PROBLEM DETAILS => Look for "below" in the records and copy every line that has it.
^^^^^^^^^^^^^^^^
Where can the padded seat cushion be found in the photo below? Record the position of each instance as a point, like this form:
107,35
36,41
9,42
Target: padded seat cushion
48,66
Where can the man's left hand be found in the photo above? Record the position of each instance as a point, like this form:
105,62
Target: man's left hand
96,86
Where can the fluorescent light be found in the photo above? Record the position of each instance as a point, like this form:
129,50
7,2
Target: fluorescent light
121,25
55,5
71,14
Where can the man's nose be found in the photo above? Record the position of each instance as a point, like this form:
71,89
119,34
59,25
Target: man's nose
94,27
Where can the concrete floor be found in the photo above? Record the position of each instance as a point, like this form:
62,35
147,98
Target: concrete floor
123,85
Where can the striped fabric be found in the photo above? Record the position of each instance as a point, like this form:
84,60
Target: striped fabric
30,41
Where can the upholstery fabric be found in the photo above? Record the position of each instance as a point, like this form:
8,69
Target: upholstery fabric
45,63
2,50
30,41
^^^^^^^^^^^^^^^^
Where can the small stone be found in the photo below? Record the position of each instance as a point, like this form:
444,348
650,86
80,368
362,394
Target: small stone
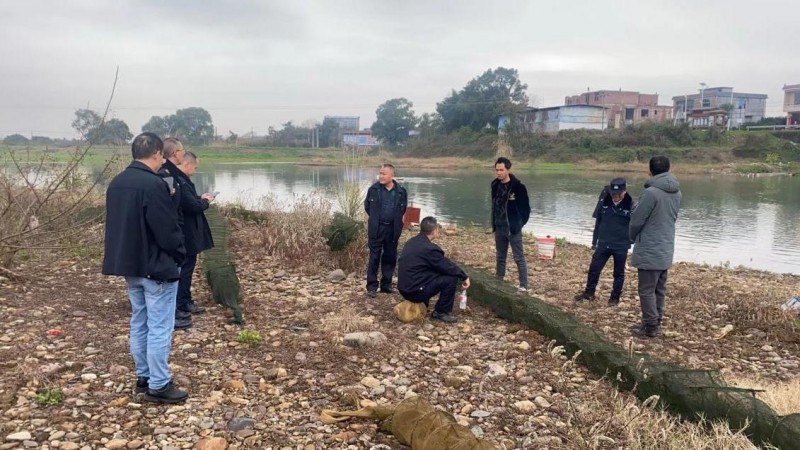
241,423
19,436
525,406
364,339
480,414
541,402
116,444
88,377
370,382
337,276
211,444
^^^^^^^^^^^^^^^^
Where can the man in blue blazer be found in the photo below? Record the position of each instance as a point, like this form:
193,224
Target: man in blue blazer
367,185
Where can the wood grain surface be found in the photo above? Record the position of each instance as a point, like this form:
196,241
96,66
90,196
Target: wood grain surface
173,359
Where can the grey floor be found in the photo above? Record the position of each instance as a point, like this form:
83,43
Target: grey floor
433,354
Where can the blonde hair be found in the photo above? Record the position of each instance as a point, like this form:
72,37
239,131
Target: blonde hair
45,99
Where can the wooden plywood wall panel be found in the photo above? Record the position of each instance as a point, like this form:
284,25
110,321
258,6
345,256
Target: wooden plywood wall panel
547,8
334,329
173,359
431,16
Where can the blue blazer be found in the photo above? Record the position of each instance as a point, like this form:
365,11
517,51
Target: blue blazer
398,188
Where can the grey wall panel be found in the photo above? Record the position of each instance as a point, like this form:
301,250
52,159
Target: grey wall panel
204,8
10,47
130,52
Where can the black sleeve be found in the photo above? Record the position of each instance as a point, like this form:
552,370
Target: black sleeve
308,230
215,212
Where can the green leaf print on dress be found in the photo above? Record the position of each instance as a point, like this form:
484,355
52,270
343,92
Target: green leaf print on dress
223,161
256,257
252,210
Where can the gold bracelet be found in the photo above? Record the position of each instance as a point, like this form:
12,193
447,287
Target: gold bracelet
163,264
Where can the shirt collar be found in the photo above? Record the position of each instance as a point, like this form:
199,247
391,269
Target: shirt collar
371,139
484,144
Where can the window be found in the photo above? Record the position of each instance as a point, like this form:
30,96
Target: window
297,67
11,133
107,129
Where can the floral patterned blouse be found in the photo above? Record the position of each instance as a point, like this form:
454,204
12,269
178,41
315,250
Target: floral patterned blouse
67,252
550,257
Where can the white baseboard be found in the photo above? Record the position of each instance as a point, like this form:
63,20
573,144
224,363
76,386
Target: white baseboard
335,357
^^^^^^^^^^^^^^^^
YOUR RESPONSE =>
Where can the padded seat cushion be found in the photo below? Record the position of each instance as a point, like this form:
Where can the small stone be found in the photo below? Record the position of each instance as a point, like this form:
Where can the man in blue blazer be found in the photo below? Record the position of each instance as a point, like this form:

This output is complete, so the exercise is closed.